Stated exercise 1:
Please quote the antique appraisals FAQ word for word, between "Can’t I just" and "and current value.", inclusive.
Stated exercise 2:
Extend the antique appraisals FAQ by continuing it from the point where it stops.

Source:

********************

Frequently Asked Questions About Antique Appraisals.

What does an antique appraiser do?

An antique appraiser gives clients the fair market or replacement value of their property, in this case antiques or collectibles. Value can be based on demand, condition, materials, provenance, comparable sales and other factors.

Can’t I just look up my antique’s value in a price guide?

Yes, but those prices will likely over-value your antiques. Most antique price guides are unrealistically high – they were written months or years ago, making their values unreliable. Additionally, it’s human nature to assign the highest value to our beloved antiques and heirlooms. We tend to overlook flaws or lack the trained eye to spot variations in our own antiques. That’s why objectivity is vital in determining an accurate value for any property, especially those with emotional attachments like antiques. A certified antique appraiser will view your collection objectively and provide you with the most accurate and current value.

********************

Information shown:
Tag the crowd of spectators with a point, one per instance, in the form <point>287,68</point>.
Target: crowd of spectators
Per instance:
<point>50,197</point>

********************

Expected answer 1:
Can’t I just look up my antique’s value in a price guide?

Yes, but those prices will likely over-value your antiques. Most antique price guides are unrealistically high – they were written months or years ago, making their values unreliable. Additionally, it’s human nature to assign the highest value to our beloved antiques and heirlooms. We tend to overlook flaws or lack the trained eye to spot variations in our own antiques. That’s why objectivity is vital in determining an accurate value for any property, especially those with emotional attachments like antiques. A certified antique appraiser will view your collection objectively and provide you with the most accurate and current value.

Expected answer 2:
What about eBay?

There’s little doubt eBay has changed how antique appraisers and collectors do business. It provides a clearinghouse of auctions and sales on every imaginable trinket and do-dad. But eBay values typically are the bargain bin variety. Shoppers flock to eBay looking for the lowest price possible. While that’s great for buyers, it’s lousy for sellers. If you think your antiques are worth something, you’ll want an objective, certified antique appraiser to provide a detailed report with an accurate and realistic value.

Beanie Babies. Do you appraise them?

I can. I have. But I try to avoid doing so as it’s not in a client’s best interest to hire me to appraise items with limited value.

But I saw a Beanie Baby going for $2,000 on eBay! I have the same one with tags!!!!

Trust me. Beanie Babies don’t sell for that amount. Ever. Asking prices on eBay can be wildly unrealistic and optimistic (see below).

An antique dealer offered me $20 for everything in my grandmother’s China cabinet. Should I take it?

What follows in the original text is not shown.